- _Task instructions_
Reproduce in full, word for word, the mailing-list reply below about sending the NBD handle in network order.

Re: [PATCH v2 2/5] block nbd: send handle in network order

From: Ming Lei
Date: Tue Mar 21 2023 - 20:48:49 EST


On Tue, Mar 21, 2023 at 08:59:00AM -0500, Eric Blake wrote:
> On Tue, Mar 21, 2023 at 07:20:33AM +0800, Ming Lei wrote:
> > On Fri, Mar 17, 2023 at 03:27:46PM -0500, Eric Blake wrote:
> > > The NBD spec says the client handle (or cookie) is opaque on the
> > > server, and therefore it really doesn't matter what endianness we use;
> > > to date, the use of memcpy() between u64 and a char[8] has exposed
> > > native endianness when treating the handle as a 64-bit number.
> >
> > No, memcpy() works fine for char[8], which doesn't break endianness.
>
> I didn't say memcpy() breaks endianness, I said it preserves it. By
> using memcpy(), you are exposing native endianness over the wire.

- _Records pointing to named objects_
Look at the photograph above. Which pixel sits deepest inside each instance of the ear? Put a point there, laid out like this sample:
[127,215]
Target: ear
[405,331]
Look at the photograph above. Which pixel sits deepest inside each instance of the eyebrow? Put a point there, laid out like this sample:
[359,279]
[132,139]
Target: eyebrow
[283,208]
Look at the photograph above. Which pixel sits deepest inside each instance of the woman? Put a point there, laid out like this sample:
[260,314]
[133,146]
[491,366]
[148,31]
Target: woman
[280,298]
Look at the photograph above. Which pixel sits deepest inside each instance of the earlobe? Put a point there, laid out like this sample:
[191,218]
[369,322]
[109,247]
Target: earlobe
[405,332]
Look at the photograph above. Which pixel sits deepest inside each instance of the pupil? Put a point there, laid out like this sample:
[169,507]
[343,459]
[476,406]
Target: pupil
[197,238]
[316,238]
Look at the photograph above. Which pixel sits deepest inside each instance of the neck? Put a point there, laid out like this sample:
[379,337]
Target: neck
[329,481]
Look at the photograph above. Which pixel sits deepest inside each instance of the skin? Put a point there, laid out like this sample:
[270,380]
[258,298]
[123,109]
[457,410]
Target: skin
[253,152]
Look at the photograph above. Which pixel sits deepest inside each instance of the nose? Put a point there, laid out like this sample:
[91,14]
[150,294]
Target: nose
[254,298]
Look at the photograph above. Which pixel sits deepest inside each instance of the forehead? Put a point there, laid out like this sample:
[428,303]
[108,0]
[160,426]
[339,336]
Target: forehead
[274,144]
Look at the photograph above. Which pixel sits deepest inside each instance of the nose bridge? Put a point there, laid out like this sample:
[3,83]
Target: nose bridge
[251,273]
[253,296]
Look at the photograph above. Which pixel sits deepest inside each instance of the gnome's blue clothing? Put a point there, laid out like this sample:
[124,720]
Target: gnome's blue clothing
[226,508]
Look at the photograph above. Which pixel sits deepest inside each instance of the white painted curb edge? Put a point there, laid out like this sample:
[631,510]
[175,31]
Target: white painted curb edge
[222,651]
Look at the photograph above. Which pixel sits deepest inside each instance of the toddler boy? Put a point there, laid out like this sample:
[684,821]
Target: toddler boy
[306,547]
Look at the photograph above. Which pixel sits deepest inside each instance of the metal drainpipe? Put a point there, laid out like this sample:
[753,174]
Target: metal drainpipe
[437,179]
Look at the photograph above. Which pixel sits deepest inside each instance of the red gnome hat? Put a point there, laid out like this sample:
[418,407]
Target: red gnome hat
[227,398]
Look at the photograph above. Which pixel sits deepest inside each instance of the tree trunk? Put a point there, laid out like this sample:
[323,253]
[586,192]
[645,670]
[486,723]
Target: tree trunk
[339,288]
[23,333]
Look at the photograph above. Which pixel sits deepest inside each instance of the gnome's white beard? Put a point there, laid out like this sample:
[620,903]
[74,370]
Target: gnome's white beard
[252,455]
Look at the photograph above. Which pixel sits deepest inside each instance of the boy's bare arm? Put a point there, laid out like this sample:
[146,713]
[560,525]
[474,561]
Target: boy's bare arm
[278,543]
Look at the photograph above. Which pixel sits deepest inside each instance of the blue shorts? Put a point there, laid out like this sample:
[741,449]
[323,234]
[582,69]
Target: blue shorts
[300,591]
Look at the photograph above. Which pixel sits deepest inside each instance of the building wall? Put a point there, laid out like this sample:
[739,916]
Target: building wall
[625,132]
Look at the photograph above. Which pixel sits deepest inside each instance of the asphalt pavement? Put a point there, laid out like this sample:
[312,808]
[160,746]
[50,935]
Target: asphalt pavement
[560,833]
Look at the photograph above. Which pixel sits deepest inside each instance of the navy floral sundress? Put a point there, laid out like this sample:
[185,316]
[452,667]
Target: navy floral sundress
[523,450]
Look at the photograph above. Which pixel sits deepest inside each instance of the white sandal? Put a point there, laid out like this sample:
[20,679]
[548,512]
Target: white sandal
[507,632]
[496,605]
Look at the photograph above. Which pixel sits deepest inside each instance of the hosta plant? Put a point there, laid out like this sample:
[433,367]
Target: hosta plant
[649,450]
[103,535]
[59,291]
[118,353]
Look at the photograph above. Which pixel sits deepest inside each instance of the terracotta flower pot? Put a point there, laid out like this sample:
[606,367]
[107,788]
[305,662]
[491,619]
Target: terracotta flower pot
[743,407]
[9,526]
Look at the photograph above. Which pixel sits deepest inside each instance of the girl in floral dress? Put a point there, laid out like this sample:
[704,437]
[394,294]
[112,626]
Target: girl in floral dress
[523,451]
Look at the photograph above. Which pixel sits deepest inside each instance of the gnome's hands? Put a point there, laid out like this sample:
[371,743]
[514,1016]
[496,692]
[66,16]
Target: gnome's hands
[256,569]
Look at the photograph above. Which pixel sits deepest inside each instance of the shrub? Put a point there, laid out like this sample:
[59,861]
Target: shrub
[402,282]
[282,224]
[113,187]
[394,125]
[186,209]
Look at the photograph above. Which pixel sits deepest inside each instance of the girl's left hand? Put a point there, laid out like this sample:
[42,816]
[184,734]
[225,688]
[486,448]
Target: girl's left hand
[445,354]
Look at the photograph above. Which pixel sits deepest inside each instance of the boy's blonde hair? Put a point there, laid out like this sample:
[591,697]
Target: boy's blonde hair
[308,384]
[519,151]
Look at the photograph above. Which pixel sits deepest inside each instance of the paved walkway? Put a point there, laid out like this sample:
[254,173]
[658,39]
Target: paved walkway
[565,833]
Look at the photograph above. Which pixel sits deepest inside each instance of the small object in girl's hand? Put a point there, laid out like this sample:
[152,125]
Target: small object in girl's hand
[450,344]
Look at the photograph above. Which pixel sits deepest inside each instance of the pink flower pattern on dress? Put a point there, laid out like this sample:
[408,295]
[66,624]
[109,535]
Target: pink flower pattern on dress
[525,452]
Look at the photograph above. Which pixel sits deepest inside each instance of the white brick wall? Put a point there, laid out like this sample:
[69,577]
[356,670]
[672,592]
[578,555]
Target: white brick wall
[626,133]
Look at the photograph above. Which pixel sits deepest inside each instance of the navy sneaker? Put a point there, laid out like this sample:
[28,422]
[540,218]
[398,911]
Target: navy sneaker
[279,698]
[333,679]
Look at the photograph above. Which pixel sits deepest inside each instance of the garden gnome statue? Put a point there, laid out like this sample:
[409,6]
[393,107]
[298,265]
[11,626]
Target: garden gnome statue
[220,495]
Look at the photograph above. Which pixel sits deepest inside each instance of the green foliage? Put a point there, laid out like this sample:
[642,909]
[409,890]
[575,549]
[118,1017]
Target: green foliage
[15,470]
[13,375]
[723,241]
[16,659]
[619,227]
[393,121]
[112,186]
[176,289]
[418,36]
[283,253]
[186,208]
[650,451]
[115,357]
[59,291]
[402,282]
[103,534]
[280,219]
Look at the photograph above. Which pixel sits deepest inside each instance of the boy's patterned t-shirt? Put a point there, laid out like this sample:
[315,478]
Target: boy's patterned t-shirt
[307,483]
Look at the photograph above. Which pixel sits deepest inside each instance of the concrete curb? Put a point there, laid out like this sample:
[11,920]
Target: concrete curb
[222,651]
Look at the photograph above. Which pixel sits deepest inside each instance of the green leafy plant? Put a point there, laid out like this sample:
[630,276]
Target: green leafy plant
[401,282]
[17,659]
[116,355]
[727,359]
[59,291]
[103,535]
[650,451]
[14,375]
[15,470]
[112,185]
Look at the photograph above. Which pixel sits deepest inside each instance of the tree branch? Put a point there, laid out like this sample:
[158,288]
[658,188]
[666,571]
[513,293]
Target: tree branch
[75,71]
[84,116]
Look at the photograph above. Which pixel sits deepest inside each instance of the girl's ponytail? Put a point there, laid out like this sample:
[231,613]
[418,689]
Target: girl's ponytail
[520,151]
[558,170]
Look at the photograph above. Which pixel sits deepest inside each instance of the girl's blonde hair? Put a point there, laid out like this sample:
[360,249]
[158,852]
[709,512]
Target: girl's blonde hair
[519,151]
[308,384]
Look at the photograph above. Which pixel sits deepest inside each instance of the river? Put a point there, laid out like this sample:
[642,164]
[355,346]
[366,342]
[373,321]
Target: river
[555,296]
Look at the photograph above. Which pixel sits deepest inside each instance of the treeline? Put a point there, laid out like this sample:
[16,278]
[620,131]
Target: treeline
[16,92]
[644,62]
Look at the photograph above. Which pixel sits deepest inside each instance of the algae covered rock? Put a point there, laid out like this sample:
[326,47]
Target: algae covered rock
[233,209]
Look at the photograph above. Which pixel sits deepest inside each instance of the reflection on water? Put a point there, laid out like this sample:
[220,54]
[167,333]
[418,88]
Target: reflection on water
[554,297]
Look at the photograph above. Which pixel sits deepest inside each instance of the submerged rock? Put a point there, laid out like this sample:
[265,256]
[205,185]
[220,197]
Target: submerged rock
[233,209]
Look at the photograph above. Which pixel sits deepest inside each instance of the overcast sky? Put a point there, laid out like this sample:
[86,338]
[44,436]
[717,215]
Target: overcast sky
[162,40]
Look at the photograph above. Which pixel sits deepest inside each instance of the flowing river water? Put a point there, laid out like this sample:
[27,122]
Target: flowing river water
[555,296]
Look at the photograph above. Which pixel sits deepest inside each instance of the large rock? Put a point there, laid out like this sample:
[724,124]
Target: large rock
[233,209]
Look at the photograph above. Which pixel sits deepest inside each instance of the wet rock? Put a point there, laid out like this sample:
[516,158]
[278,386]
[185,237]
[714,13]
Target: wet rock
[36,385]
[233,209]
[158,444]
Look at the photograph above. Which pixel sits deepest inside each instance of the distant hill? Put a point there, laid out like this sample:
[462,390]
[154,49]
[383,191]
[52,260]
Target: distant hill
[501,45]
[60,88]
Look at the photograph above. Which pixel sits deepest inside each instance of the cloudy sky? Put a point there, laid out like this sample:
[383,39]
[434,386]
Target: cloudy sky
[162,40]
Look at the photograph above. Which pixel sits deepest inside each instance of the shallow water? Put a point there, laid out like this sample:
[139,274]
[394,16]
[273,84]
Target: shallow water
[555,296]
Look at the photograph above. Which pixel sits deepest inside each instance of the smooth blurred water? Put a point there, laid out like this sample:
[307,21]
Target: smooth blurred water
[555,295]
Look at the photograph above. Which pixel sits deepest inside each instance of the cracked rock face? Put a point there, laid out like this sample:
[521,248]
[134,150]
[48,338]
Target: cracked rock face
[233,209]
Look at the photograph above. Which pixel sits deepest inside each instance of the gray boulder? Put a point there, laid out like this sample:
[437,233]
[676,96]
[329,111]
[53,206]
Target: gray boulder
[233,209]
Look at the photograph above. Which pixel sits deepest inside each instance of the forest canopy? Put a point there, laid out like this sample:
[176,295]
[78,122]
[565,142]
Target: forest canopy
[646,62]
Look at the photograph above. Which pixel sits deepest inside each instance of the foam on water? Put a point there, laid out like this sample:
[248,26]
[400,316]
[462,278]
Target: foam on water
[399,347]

- _Result_
Re: [PATCH v2 2/5] block nbd: send handle in network order

From: Ming Lei
Date: Tue Mar 21 2023 - 20:48:49 EST


On Tue, Mar 21, 2023 at 08:59:00AM -0500, Eric Blake wrote:
> On Tue, Mar 21, 2023 at 07:20:33AM +0800, Ming Lei wrote:
> > On Fri, Mar 17, 2023 at 03:27:46PM -0500, Eric Blake wrote:
> > > The NBD spec says the client handle (or cookie) is opaque on the
> > > server, and therefore it really doesn't matter what endianness we use;
> > > to date, the use of memcpy() between u64 and a char[8] has exposed
> > > native endianness when treating the handle as a 64-bit number.
> >
> > No, memcpy() works fine for char[8], which doesn't break endianness.
>
> I didn't say memcpy() breaks endianness, I said it preserves it. By
> using memcpy(), you are exposing native endianness over the wire.